▶ **TASK OBJECTIVE**:
Substitute "cast iron pot" for "orange dutch oven" in the data starting with the line that contains "Check that every instance of the orange dutch" and going on through the line that contains "[(425, 445)]", leaving everything else unchanged. Reproduce only those lines.

--- DATA EXTRACT ---

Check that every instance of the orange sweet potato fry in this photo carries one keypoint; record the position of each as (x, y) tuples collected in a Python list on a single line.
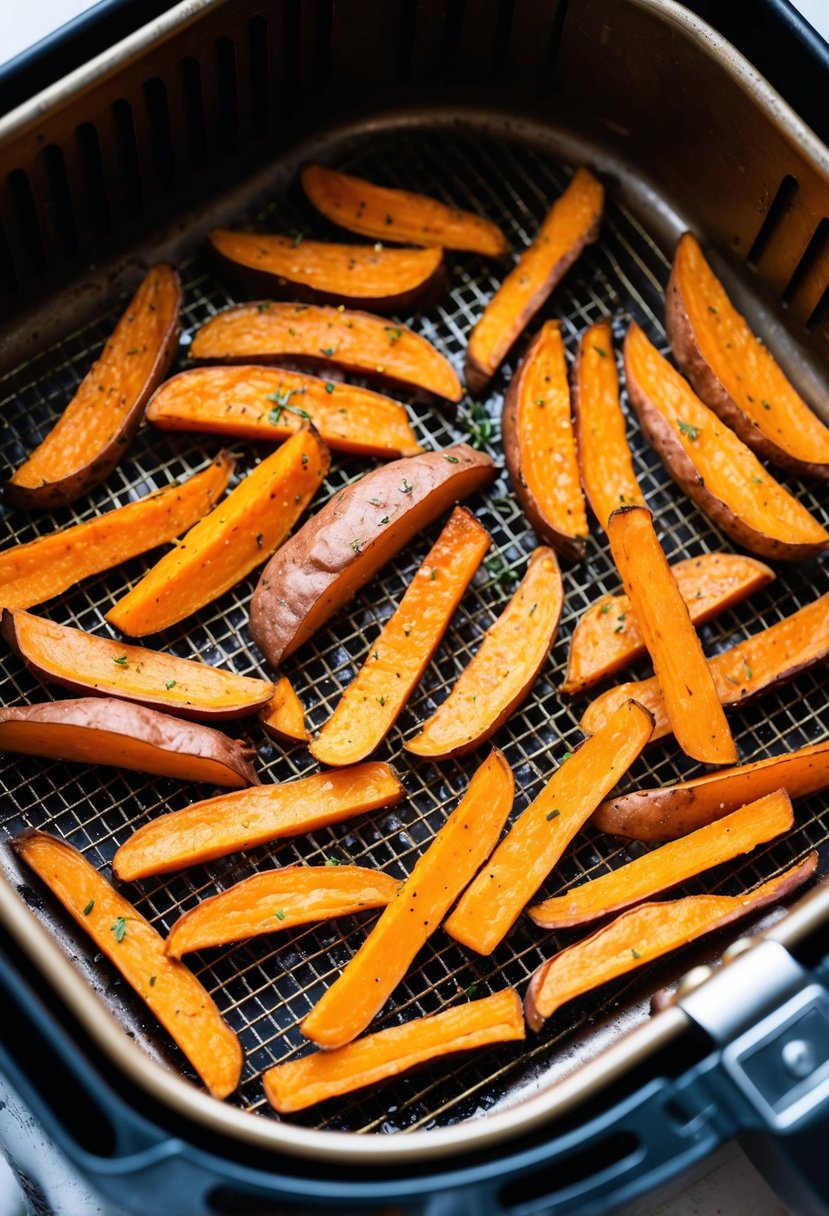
[(398, 658), (644, 934), (276, 900), (43, 568), (439, 876), (536, 840), (227, 823), (303, 1082), (672, 863), (136, 950)]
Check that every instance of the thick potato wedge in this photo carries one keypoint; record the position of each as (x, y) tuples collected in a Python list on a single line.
[(711, 465), (672, 863), (607, 637), (399, 215), (230, 542), (398, 658), (536, 840), (280, 899), (270, 404), (136, 950), (33, 573), (745, 670), (100, 665), (736, 373), (571, 223), (302, 1082), (101, 730), (359, 342), (540, 445), (604, 459), (440, 873), (671, 811), (502, 670), (687, 686), (323, 272), (644, 934), (357, 532), (229, 823), (91, 434)]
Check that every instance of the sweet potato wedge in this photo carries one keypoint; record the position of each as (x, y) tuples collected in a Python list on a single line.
[(359, 342), (33, 573), (325, 272), (736, 373), (644, 934), (460, 848), (671, 811), (536, 840), (229, 823), (571, 223), (283, 718), (604, 459), (270, 404), (230, 542), (711, 465), (84, 663), (276, 900), (687, 686), (740, 673), (357, 532), (91, 434), (399, 215), (502, 670), (101, 730), (398, 658), (302, 1082), (670, 865), (136, 950), (540, 445), (607, 637)]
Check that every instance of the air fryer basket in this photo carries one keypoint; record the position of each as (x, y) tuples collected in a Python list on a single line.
[(232, 84)]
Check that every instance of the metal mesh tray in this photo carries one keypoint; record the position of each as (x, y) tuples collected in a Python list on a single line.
[(264, 988)]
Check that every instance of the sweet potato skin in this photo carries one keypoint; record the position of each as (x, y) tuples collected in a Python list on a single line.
[(342, 547), (125, 372), (82, 728)]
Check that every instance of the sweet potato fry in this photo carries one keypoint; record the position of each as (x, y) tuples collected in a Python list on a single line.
[(671, 811), (303, 1082), (439, 876), (101, 730), (398, 658), (229, 823), (84, 663), (540, 445), (761, 662), (571, 223), (95, 428), (33, 573), (604, 457), (270, 404), (359, 342), (644, 934), (686, 682), (276, 900), (502, 670), (607, 637), (536, 840), (230, 542), (670, 865), (136, 950)]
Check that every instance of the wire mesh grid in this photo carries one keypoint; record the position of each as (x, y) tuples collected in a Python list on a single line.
[(264, 988)]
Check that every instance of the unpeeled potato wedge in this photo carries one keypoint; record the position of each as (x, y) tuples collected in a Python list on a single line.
[(136, 950)]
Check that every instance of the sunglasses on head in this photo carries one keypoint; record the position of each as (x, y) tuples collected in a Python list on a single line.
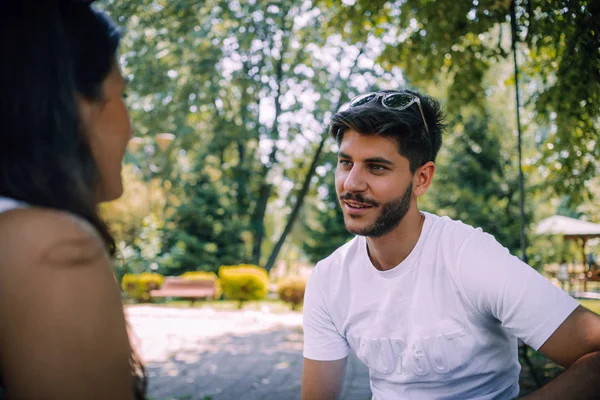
[(391, 101)]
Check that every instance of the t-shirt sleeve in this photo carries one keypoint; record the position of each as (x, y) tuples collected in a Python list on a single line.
[(322, 340), (501, 286)]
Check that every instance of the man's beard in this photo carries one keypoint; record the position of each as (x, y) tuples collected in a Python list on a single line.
[(391, 215)]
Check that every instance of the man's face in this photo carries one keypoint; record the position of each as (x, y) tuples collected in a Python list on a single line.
[(373, 183)]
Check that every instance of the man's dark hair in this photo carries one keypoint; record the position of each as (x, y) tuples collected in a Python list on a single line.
[(406, 126)]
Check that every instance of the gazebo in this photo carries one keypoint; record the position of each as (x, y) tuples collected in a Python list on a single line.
[(572, 229)]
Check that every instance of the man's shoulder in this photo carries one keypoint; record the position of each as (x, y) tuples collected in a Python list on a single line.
[(452, 236), (447, 228)]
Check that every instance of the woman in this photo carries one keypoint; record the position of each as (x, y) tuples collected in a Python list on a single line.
[(64, 128)]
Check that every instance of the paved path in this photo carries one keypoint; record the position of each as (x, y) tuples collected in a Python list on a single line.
[(200, 353)]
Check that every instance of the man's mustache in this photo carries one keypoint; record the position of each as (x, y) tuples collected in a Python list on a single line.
[(357, 197)]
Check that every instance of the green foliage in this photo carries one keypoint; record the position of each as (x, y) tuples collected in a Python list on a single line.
[(138, 286), (291, 290), (324, 228), (475, 183), (244, 282), (248, 88), (456, 43), (205, 276), (203, 231)]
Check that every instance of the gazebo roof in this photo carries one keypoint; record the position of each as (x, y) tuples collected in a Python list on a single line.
[(568, 227)]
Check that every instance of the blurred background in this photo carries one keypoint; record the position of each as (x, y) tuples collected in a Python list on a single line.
[(230, 197)]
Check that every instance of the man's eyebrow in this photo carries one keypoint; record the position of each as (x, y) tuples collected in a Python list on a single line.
[(379, 160)]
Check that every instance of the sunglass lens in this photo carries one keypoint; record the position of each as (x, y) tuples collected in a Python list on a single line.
[(361, 100), (398, 100)]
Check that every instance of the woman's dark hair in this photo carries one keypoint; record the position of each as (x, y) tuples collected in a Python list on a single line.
[(406, 127), (53, 51)]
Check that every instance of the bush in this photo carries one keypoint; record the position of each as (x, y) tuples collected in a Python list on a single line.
[(138, 286), (205, 276), (291, 290), (244, 282)]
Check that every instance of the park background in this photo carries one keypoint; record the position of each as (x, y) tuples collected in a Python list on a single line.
[(232, 164)]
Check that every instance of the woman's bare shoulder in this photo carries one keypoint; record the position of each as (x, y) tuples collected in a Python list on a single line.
[(38, 236)]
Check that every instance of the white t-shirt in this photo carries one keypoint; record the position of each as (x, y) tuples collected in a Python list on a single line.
[(443, 324)]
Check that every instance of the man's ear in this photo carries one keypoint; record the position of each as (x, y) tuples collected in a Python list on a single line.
[(87, 109), (423, 177)]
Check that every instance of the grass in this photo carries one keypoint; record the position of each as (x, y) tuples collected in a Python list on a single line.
[(593, 305), (272, 305)]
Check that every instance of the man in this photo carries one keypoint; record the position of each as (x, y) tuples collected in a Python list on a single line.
[(432, 306)]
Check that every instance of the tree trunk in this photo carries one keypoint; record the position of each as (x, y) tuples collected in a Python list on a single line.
[(306, 185), (299, 202)]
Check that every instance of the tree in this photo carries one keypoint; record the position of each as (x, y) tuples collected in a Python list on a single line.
[(458, 42), (203, 233), (324, 228)]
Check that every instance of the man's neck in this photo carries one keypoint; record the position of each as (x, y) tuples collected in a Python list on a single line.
[(387, 251)]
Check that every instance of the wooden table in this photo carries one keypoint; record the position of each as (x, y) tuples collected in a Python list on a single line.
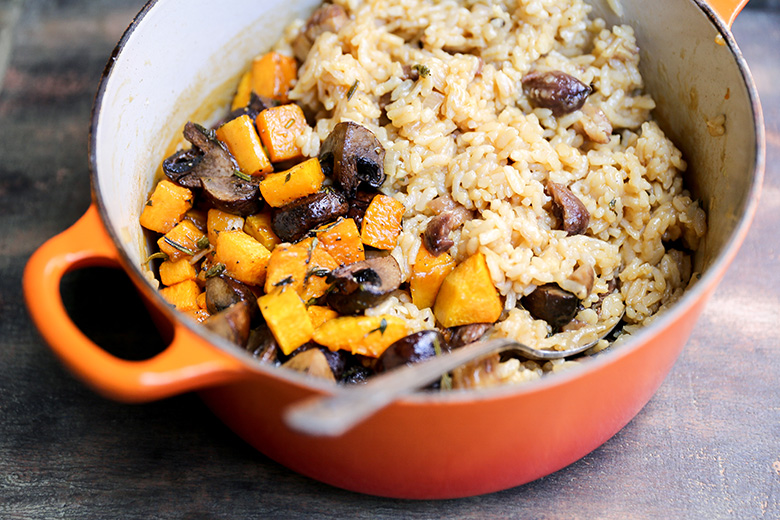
[(706, 446)]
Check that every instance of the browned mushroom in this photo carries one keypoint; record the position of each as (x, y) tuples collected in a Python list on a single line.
[(293, 221), (352, 155), (568, 209), (556, 90), (436, 236), (411, 349), (210, 169), (311, 362), (359, 286), (232, 323), (552, 304), (328, 18), (465, 334)]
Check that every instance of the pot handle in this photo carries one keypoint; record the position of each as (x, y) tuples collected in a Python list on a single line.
[(188, 363), (727, 9)]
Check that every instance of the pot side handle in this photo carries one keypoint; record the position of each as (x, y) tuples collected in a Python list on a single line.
[(727, 9), (188, 363)]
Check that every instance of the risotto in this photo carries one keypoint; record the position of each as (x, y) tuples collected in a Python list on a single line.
[(527, 121)]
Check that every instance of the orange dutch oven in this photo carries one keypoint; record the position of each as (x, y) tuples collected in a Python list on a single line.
[(425, 445)]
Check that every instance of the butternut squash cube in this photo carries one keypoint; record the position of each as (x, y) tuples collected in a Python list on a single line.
[(243, 92), (183, 295), (382, 223), (343, 242), (245, 258), (166, 207), (302, 267), (259, 227), (365, 335), (172, 273), (183, 241), (468, 295), (302, 179), (279, 127), (428, 274), (273, 75), (319, 314), (286, 316), (219, 221), (243, 143)]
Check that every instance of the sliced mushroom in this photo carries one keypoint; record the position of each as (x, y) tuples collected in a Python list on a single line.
[(580, 283), (352, 155), (223, 291), (556, 90), (210, 168), (568, 209), (232, 323), (466, 334), (411, 349), (552, 304), (312, 362), (359, 286), (293, 221), (436, 236), (328, 18)]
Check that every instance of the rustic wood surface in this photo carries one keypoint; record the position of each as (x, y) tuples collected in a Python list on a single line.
[(706, 446)]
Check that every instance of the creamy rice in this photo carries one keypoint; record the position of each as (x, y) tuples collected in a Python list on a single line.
[(467, 131)]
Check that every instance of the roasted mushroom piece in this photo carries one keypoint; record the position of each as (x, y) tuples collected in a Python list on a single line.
[(352, 155), (292, 221), (568, 209), (359, 286), (411, 349), (556, 90), (232, 323), (552, 304), (208, 167)]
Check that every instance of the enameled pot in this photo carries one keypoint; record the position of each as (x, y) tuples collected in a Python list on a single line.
[(424, 446)]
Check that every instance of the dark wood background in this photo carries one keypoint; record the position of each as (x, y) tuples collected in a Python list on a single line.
[(706, 446)]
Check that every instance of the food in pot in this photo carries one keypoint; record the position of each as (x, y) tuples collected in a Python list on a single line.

---

▶ **FULL ANSWER**:
Check that every instance of the cast iron pot in this photo carries one keypoint; record the position of each as (x, y) tuples collected in a Python list on a single line.
[(425, 445)]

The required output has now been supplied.